TASK INPUTS:
>> START
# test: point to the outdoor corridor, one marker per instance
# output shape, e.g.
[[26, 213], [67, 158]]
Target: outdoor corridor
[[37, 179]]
>> END
EXERCISE BRIEF: Copy every line of the records above verbatim, keeping each character and line break unchanged.

REPLY:
# test: point to the outdoor corridor, one marker per instance
# output shape, e.g.
[[26, 213], [67, 158]]
Target: outdoor corridor
[[37, 179]]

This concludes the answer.